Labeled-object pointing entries
☆ ☆ ☆ ☆
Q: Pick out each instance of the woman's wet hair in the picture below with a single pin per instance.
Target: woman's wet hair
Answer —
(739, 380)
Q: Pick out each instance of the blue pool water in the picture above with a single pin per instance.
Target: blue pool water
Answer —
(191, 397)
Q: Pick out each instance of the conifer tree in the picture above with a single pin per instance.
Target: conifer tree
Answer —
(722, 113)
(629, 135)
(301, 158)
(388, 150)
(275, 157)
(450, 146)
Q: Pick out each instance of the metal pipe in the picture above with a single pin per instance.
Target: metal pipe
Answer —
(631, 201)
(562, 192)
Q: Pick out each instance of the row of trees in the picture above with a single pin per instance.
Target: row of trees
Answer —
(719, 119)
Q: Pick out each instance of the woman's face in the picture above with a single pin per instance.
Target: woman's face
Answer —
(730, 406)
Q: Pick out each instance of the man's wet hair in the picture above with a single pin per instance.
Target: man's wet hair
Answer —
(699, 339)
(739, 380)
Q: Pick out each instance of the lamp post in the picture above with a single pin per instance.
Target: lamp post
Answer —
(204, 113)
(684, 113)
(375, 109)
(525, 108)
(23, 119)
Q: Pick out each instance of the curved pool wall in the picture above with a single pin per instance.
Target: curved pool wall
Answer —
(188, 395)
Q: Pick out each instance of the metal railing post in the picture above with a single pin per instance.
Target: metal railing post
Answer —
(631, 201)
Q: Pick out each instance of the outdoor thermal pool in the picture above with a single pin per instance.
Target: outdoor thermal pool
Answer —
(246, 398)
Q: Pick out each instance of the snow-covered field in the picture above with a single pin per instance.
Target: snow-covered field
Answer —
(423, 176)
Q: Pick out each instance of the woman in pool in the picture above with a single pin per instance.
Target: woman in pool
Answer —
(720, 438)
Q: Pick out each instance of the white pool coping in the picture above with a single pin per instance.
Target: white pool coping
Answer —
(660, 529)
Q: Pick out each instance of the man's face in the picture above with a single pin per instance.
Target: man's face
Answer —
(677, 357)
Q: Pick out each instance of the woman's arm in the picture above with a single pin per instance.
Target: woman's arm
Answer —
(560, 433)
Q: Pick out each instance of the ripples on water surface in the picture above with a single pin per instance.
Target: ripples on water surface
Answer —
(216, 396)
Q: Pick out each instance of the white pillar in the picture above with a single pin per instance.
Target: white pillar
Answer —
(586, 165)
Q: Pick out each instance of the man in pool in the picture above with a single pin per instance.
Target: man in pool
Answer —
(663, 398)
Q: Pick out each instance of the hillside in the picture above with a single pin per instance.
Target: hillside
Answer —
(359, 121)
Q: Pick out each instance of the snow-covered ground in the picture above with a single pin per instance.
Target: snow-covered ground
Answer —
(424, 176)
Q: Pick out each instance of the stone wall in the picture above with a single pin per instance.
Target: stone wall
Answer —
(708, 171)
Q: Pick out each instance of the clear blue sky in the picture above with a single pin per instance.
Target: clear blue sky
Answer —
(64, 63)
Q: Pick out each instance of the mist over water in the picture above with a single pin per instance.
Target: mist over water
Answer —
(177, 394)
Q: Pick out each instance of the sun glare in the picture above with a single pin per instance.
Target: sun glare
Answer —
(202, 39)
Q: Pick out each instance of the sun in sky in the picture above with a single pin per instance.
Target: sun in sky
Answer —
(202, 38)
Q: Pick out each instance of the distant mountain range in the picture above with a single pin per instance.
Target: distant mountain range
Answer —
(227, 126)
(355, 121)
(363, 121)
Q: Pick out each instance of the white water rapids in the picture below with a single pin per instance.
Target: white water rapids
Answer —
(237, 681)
☆ ☆ ☆ ☆
* Exercise task: Quote the entire listing above exactly.

* Completed task:
Q: Pick out each instance of the woman's wet hair in the picture below with a single pin per instance.
Target: woman's wet hair
Answer —
(739, 380)
Q: Pick out each instance of the blue pool water in the picture above with a single pin per instance.
Target: blue pool water
Answer —
(191, 397)
Q: Pick out each instance of the conifer tree in the picture above with a single pin per instance.
Target: conifer tree
Answer —
(722, 113)
(629, 135)
(301, 158)
(388, 150)
(275, 157)
(450, 146)
Q: Pick out each instance of the metal pipe in the picture above with a single pin per instance.
Target: metal pipe
Answer —
(631, 201)
(562, 192)
Q: Pick out each instance of the row of trees in the picture above with a single pin per instance.
Target: row of trees
Answer —
(719, 119)
Q: Pick out each instance of the woman's face in the picture above with a single pin per instance.
Target: woman's face
Answer —
(730, 406)
Q: Pick out each instance of the man's wet hair in the picture above with a single pin per instance.
Target: man's wet hair
Answer —
(699, 339)
(739, 380)
Q: Pick out each instance of the lamp post in the picture above with a single pin per instance.
Target: lamp post
Answer —
(204, 113)
(684, 113)
(375, 109)
(525, 108)
(23, 119)
Q: Pick out each instance of the curved pool wall in the picture above with a single pin per instance.
Target: curved pool wall
Answer —
(188, 395)
Q: Pick out each instance of the metal railing post in the picture above with a single pin per instance.
Target: metal railing post
Answer —
(631, 201)
Q: Pick out each instance of the outdoor thermal pool in the picture above with a single pin per instance.
Target: outdoor thermal pool
Answer —
(246, 398)
Q: Pick out each instance of the snow-covered field in the picture above with a single pin per instance.
Target: snow-covered field
Answer —
(423, 176)
Q: Pick out each instance of the woman in pool in the picture above with a single pin per instance.
Target: woman in pool
Answer —
(720, 438)
Q: Pick out each instance of the white pool coping in the picture above with a single pin per instance.
Target: white pool coping
Answer —
(660, 529)
Q: Pick out each instance of the man's face in the picture above with a single pin per instance.
Target: man's face
Answer —
(677, 357)
Q: Pick out each instance of the woman's arm in the picture above with a single pin per instance.
Target: woman's arm
Answer —
(560, 433)
Q: Pick out each instance of the ripples on water surface in the picture above with a single pin per instance.
Target: ripples on water surface
Answer —
(216, 396)
Q: Pick out each instance of the white pillar in the picture above with a single pin per instance.
Target: white pillar
Answer —
(586, 165)
Q: Pick out each instance of the man in pool in the picture above with a single pin per instance.
Target: man in pool
Answer —
(663, 398)
Q: Pick out each instance of the hillside in the picture above with a single pin per instance.
Target: hillside
Answer —
(359, 121)
Q: Pick out each instance of the snow-covered ground in the picture above with a single pin per instance.
Target: snow-covered ground
Answer —
(424, 176)
Q: Pick out each instance of the stone wall in the picture above with a single pin per instance.
Target: stone wall
Answer —
(708, 171)
Q: Pick out each instance of the clear blue sky in the picture above with a single pin per instance.
Target: clear blue sky
Answer —
(64, 63)
Q: Pick out each instance of the mist over water in the picture above with a single pin per instance.
Target: mist over water
Answer —
(177, 394)
Q: Pick out each instance of the sun glare in the picture above with a single pin per instance.
Target: sun glare
Answer —
(202, 39)
Q: Pick out each instance of the sun in sky in the picture above with a single pin per instance.
Target: sun in sky
Answer —
(202, 38)
Q: Pick out each instance of the distant mountain range in the picture above with a single pin per instance.
Target: distant mountain range
Answer —
(227, 126)
(355, 121)
(363, 121)
Q: Pick out each instance of the white water rapids in the picture below with a single pin per instance.
Target: white water rapids
Answer —
(237, 681)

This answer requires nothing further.